WORK TASK 1:
Decide whether each statement below agrees with the article on the red flag resource center, answering yes or no and quoting the deciding words: (a) The resource center is a joint effort of the Justice Department and the Johns Hopkins Bloomberg School of Public Health. (b) Thirty states have some form of red-flag law in place. (c) The announcement came on the same day that Kamala Harris visited Parkland, Florida.
WORK TASK 2:
Copy out the stretch of the article on the red flag resource center from "In a news release, the" through "Gun Violence Solutions.", word for word.

EXTRACT TO READ:
***
On Saturday, the Department of Justice announced the creation of a resource center that will provide support for the implementation of “red flag” laws that are intended to keep people who have been deemed an “extreme risk” for violence from having guns. The announcement came on the same day that Vice President Kamala Harris visited Parkland, Florida, where 17 people died in a school shooting in 2018, and said every state should have a red flag law.

In a news release, the DOJ said that the National Extreme Risk Protection Order Resource Center “will provide training and technical assistance to law enforcement officials, prosecutors, attorneys, judges, clinicians, victim service and social service providers, community organizations, and behavioral health professionals responsible for implementing laws designed to keep guns out of the hands of people who pose a threat to themselves or others.”

The center is a joint effort between the Justice Department and the Johns Hopkins Bloomberg School of Public Health, home of the Center for Gun Violence Solutions.

“Extreme risk” gun laws are not new; 21 states and the District of Columbia have some form of red-flag law in place. Per the DOJ news release, “ERPO laws, which are modeled off domestic violence protection orders, create a civil process allowing law enforcement, family members (in most states), and medical professionals or other groups (in some states) to petition a court to temporarily prohibit someone at risk of harming themselves or others from purchasing and possessing firearms for the duration of the order.”

The DOJ said the center would provide a clearinghouse of resources to support states that already have such laws, and those considering them, as well as provide a platform “to highlight emerging and promising practices in successful ERPO implementation and connect states and localities to innovative strategies to reduce gun violence and save lives.” It also said the center would provide communities with unspecified “new tools and technical assistance” to combat gun violence.

How many Utahns have a gun in their home?
***
RECORD EXCERPTS:

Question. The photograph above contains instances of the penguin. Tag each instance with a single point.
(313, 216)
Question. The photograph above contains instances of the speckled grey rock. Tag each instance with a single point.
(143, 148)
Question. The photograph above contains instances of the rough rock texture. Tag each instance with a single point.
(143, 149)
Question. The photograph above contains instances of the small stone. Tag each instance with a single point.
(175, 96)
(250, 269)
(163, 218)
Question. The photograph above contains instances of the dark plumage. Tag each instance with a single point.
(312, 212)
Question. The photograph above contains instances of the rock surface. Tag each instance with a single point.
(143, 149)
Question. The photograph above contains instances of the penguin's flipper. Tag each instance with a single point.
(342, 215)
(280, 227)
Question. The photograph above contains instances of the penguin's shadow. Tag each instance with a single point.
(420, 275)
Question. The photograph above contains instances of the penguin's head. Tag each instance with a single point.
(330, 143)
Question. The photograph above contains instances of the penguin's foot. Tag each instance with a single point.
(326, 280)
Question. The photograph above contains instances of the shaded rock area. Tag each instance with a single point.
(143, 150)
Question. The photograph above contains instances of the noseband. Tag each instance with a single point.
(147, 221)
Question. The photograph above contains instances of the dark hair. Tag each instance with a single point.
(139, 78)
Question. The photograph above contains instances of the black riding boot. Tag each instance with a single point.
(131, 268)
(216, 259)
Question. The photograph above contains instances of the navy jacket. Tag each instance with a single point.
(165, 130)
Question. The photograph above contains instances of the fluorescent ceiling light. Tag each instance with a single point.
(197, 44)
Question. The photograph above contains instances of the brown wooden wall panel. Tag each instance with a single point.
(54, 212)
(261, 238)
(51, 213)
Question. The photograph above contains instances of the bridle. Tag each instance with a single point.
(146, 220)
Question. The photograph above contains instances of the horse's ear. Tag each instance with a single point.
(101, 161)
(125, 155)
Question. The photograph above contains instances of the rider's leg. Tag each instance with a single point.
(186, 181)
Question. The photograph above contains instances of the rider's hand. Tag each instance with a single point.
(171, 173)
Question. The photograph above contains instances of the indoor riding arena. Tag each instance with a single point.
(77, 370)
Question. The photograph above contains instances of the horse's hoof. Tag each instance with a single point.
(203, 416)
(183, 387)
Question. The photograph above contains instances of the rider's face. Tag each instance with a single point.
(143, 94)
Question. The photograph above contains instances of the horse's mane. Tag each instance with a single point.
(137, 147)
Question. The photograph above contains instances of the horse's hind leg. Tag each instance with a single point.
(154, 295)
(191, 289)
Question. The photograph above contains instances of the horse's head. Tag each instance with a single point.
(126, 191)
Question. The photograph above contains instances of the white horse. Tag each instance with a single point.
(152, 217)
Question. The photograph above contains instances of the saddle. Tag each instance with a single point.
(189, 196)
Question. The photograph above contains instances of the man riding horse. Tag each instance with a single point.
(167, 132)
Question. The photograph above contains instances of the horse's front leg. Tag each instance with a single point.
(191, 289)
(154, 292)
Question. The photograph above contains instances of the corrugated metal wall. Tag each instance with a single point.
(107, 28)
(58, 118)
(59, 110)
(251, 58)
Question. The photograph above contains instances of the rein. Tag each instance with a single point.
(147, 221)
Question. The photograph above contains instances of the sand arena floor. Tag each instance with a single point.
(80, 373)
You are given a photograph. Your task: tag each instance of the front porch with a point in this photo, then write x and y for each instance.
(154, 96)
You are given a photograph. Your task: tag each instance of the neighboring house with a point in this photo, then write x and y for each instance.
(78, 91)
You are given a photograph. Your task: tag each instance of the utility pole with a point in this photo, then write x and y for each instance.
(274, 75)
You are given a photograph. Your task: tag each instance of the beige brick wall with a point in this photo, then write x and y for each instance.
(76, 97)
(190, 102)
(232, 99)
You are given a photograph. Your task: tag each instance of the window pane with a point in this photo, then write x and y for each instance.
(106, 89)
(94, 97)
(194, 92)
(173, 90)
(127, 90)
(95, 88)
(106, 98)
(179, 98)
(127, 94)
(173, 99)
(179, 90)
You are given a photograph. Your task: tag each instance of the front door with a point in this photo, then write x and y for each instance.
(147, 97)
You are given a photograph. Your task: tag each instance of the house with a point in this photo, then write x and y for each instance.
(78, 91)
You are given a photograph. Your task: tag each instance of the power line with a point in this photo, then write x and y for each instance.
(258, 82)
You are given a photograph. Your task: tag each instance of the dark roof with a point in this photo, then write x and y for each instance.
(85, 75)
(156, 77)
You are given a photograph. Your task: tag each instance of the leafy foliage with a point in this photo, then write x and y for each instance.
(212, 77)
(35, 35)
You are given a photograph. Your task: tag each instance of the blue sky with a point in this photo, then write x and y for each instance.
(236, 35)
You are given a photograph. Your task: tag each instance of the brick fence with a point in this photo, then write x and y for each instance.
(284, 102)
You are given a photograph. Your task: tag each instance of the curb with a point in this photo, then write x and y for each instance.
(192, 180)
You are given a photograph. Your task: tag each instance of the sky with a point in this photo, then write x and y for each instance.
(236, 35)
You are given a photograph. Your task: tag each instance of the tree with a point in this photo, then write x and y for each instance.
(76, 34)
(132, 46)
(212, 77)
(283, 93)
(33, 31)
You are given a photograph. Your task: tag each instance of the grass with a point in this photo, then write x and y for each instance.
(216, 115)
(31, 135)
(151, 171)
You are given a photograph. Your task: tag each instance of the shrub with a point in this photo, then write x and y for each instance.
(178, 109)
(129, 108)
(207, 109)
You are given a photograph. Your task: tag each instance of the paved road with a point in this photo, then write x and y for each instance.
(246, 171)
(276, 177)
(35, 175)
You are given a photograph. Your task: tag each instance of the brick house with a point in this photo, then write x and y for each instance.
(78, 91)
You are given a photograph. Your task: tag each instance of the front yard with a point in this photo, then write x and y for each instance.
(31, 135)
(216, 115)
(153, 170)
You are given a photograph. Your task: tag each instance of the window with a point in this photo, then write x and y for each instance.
***
ANSWER BOX 1:
(a) Yes: "The center is a joint effort between the Justice Department and the Johns Hopkins Bloomberg School of Public Health"
(b) No: "21 states and the District of Columbia have some form of red-flag law in place"
(c) Yes: "The announcement came on the same day that Vice President Kamala Harris visited Parkland, Florida"

ANSWER BOX 2:
In a news release, the DOJ said that the National Extreme Risk Protection Order Resource Center “will provide training and technical assistance to law enforcement officials, prosecutors, attorneys, judges, clinicians, victim service and social service providers, community organizations, and behavioral health professionals responsible for implementing laws designed to keep guns out of the hands of people who pose a threat to themselves or others.”

The center is a joint effort between the Justice Department and the Johns Hopkins Bloomberg School of Public Health, home of the Center for Gun Violence Solutions.